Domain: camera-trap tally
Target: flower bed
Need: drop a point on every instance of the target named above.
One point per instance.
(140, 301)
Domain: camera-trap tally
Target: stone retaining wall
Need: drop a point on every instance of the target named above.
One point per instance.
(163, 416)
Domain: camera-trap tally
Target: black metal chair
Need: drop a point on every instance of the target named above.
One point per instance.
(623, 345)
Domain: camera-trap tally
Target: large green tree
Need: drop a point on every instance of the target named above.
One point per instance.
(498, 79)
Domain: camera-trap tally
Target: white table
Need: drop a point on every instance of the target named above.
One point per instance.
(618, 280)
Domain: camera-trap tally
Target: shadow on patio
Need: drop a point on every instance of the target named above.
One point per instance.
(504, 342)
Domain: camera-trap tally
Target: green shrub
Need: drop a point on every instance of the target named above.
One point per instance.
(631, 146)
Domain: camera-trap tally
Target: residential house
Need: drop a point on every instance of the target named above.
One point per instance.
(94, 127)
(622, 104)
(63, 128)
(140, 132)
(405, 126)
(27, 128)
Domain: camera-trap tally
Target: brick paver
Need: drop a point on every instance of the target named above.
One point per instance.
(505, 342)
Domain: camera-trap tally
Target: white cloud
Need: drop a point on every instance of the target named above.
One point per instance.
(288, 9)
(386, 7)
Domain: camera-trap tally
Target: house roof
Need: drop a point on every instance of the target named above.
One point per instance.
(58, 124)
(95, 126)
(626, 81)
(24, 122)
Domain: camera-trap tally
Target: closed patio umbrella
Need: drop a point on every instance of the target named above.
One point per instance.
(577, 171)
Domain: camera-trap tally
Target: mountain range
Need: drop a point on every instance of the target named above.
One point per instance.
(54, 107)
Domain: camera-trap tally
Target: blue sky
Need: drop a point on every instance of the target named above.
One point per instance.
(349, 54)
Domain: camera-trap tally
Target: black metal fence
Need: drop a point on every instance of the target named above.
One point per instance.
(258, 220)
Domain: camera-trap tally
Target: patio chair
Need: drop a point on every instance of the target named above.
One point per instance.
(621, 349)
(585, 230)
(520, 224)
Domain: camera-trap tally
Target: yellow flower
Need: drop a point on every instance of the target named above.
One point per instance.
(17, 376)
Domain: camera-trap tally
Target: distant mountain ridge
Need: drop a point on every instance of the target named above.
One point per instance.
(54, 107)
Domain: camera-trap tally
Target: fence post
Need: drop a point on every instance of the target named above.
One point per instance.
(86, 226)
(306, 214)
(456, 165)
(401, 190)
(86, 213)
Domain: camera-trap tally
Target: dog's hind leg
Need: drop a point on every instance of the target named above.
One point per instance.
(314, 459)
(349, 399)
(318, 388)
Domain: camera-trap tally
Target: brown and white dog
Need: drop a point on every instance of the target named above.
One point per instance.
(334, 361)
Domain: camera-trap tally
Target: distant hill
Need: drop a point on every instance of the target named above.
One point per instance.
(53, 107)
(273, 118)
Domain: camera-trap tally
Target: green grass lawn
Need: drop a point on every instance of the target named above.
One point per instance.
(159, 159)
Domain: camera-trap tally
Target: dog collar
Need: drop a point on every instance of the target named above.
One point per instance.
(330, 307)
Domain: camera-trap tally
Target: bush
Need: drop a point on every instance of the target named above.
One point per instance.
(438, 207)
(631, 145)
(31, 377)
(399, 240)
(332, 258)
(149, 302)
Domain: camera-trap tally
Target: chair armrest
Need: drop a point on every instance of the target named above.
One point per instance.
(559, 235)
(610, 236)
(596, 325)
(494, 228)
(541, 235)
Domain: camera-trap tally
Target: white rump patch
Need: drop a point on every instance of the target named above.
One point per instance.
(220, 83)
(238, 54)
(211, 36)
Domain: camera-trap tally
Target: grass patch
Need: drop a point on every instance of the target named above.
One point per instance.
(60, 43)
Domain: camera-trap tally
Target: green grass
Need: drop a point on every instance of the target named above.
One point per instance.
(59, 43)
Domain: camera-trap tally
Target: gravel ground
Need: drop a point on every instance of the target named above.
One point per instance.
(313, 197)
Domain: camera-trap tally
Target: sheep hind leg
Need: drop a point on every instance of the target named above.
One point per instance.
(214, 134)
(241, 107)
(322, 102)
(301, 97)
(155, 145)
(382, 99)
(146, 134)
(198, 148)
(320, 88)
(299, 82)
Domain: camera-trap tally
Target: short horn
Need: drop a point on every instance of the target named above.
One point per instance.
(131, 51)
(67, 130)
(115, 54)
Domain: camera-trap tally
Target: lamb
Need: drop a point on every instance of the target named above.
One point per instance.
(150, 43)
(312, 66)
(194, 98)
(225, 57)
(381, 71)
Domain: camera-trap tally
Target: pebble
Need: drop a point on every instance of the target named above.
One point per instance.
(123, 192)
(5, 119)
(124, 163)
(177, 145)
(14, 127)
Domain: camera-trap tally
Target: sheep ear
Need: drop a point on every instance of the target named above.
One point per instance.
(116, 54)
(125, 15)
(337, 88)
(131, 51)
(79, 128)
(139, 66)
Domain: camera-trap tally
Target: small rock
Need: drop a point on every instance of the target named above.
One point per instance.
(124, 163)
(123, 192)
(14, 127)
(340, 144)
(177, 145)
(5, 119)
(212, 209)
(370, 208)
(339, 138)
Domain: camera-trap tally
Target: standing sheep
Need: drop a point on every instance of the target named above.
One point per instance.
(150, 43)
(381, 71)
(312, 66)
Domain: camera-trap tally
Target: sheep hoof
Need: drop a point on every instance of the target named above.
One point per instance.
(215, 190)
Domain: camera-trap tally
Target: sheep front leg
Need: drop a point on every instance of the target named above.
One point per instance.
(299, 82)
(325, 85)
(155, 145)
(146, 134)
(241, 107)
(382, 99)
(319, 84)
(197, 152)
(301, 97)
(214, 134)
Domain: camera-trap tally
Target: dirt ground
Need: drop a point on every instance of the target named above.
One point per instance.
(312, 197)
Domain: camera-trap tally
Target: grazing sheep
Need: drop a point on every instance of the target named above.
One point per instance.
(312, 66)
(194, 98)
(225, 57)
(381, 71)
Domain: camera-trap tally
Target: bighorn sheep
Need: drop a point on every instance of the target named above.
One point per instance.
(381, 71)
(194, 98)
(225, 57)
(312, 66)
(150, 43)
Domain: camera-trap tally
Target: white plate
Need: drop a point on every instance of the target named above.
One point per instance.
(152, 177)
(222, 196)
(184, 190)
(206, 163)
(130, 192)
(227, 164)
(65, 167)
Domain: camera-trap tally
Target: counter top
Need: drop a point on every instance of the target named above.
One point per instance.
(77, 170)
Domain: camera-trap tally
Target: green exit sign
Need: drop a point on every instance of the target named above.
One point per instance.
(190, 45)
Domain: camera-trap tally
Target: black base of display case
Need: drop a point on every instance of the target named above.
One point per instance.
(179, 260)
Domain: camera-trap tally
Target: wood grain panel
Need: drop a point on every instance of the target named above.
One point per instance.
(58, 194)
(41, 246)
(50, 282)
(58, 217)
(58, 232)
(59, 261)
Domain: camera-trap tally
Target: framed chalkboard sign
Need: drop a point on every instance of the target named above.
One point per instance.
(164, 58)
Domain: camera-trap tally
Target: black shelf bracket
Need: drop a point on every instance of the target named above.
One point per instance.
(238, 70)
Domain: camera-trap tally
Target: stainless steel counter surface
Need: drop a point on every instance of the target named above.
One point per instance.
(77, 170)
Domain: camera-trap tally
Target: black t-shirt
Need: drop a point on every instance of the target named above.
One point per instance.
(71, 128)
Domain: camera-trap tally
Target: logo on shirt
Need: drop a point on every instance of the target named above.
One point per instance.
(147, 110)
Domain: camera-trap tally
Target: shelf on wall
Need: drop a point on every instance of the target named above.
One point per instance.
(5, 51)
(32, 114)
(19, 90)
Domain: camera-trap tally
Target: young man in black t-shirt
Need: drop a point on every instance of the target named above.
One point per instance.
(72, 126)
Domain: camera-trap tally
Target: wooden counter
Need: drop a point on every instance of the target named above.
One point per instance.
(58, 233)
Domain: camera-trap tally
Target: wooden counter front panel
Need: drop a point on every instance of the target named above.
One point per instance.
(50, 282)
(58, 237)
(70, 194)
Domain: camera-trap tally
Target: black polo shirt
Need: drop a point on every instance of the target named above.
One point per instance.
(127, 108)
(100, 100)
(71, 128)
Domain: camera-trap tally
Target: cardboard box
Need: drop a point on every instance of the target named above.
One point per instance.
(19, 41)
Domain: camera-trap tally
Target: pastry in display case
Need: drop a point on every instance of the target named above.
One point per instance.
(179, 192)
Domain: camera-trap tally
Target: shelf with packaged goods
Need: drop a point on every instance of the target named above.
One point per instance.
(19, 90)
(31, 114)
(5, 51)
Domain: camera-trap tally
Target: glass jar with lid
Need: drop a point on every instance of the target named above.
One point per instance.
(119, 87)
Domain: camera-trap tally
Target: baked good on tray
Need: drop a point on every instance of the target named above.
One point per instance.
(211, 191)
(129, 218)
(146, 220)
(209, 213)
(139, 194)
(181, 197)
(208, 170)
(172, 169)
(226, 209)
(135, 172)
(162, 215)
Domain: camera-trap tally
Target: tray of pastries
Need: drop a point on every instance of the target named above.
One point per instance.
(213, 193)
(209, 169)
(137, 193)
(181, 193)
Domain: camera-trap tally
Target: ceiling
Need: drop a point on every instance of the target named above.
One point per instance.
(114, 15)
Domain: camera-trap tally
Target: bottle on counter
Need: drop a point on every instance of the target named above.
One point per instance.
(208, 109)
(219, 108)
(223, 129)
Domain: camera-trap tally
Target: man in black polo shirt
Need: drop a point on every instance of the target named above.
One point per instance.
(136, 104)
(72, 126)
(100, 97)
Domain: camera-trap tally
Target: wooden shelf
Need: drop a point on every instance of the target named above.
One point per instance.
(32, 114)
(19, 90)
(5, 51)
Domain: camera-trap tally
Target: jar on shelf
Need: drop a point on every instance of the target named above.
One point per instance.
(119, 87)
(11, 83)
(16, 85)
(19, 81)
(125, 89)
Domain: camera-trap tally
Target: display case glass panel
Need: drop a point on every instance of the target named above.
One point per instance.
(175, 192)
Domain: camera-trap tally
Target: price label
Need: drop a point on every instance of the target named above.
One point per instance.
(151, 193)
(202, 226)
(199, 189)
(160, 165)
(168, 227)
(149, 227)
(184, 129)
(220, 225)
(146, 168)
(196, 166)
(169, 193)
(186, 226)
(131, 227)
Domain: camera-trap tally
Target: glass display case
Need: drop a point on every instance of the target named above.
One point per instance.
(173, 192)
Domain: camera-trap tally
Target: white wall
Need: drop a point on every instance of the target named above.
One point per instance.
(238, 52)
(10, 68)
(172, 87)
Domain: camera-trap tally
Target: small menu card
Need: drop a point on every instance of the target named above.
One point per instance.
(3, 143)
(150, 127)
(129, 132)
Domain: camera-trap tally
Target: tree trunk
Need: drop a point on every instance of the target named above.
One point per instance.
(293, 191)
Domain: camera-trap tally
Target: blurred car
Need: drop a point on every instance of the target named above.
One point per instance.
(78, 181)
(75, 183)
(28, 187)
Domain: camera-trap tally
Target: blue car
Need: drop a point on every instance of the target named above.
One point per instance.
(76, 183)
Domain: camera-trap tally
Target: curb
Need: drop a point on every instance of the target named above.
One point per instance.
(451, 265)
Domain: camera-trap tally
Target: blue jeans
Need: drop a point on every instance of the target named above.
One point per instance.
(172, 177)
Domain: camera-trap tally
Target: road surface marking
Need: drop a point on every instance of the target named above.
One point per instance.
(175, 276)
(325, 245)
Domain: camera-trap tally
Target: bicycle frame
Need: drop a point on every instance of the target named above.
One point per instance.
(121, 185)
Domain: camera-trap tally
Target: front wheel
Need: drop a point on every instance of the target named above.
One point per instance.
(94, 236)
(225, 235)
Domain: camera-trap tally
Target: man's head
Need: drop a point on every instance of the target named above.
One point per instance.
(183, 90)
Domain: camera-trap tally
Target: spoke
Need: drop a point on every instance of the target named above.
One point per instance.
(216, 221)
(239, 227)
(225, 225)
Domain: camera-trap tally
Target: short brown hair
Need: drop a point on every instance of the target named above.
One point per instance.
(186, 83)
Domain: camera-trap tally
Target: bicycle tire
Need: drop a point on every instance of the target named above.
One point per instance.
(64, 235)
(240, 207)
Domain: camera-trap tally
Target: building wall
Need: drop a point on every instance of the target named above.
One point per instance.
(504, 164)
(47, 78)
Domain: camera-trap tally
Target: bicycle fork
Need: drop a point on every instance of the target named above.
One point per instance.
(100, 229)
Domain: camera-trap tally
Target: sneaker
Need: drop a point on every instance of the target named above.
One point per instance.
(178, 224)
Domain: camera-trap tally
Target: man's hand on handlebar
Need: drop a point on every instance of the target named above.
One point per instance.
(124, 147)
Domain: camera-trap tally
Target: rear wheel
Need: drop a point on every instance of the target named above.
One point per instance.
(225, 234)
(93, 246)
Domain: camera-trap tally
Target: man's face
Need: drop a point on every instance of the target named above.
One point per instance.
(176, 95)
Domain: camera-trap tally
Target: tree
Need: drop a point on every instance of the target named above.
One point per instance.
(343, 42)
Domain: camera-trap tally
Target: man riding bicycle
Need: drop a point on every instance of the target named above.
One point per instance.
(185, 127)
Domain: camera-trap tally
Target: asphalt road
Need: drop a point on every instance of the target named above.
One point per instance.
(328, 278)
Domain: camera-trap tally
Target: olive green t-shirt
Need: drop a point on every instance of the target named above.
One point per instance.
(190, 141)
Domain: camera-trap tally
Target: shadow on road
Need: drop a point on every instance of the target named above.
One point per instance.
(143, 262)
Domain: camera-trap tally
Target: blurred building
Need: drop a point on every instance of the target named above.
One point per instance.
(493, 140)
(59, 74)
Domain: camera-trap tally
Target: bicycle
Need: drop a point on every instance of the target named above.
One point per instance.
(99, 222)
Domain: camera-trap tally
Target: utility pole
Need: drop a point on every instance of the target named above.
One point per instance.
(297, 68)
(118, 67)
++++
• _Task objective_
Extract every line in the rows above that contains the word "black".

• _Solution_
Target: black metal chair
Target: black metal fence
Target: black base of display case
Target: black shelf bracket
Target: black t-shirt
Target: young man in black t-shirt
Target: black polo shirt
Target: man in black polo shirt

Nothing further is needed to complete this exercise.